MATERIALS PROVIDED:

──────

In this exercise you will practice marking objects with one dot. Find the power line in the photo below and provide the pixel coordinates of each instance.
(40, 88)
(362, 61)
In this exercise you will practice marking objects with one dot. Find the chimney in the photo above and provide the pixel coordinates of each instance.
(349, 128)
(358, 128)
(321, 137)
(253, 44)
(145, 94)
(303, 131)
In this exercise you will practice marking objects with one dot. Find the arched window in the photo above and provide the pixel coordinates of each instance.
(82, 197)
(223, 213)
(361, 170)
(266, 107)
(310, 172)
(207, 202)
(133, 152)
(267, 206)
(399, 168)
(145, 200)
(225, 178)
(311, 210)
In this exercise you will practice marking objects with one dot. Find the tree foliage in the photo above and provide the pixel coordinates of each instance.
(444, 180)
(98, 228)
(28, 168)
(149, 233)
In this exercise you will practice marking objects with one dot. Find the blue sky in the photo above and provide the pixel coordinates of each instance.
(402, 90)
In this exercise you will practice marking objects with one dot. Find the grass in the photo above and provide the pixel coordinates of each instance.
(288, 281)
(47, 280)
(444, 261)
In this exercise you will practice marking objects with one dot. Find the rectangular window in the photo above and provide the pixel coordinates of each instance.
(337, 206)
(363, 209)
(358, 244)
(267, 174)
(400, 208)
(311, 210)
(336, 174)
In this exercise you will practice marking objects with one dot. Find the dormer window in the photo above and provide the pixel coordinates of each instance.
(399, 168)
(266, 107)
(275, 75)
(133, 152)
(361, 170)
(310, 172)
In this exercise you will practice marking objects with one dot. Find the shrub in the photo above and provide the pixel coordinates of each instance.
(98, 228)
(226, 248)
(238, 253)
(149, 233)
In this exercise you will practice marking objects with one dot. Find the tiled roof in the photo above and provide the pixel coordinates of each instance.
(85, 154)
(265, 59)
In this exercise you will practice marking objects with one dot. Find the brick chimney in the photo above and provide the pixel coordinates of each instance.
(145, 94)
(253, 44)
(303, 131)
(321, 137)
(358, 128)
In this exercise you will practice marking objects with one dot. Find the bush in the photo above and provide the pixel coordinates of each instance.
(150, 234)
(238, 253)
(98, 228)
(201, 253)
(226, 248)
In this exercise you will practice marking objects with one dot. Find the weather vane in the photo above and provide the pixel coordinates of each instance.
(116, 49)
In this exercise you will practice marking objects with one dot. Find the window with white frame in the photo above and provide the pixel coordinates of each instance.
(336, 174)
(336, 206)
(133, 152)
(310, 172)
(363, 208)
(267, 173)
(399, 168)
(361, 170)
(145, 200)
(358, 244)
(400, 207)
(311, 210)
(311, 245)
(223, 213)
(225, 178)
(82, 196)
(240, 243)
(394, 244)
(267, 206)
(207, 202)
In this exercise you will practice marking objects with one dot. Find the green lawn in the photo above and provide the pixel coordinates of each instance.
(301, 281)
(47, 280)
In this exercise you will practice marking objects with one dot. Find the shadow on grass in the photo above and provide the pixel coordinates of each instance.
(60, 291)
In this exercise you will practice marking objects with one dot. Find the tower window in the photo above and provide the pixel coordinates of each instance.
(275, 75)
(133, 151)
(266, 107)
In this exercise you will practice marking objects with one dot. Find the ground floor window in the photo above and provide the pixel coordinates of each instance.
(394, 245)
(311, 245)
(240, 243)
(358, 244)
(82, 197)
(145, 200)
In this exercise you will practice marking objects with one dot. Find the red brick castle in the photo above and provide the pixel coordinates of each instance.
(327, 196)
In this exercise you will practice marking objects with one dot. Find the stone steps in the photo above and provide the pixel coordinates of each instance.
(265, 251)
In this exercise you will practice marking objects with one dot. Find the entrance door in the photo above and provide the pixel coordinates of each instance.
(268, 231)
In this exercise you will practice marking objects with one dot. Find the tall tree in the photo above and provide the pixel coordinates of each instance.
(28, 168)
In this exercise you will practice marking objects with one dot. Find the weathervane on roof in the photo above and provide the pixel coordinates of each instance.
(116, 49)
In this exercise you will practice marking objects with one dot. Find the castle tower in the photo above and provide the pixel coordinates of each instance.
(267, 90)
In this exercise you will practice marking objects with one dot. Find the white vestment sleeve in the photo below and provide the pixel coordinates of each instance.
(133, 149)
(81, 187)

──────

WORK TO DO: Reproduce verbatim everything in the listing above from the line containing "Find the tall" down to the listing's final line, inclusive.

PROBLEM SOLUTION:
In this exercise you will practice marking objects with one dot. Find the tall tree in the photo above and provide the pixel coordinates of each instance.
(28, 168)
In this exercise you will practice marking objects with one dot. Find the weathervane on roof in the photo above and provide the pixel coordinates of each instance.
(116, 49)
In this exercise you will practice marking objects with one dot. Find the castle tower in the photo above and provide the pixel coordinates of each instance.
(267, 90)
In this exercise you will practice marking objects with one dot. Find the white vestment sleeve in the photo below and provide the pixel coordinates of each instance.
(133, 149)
(81, 187)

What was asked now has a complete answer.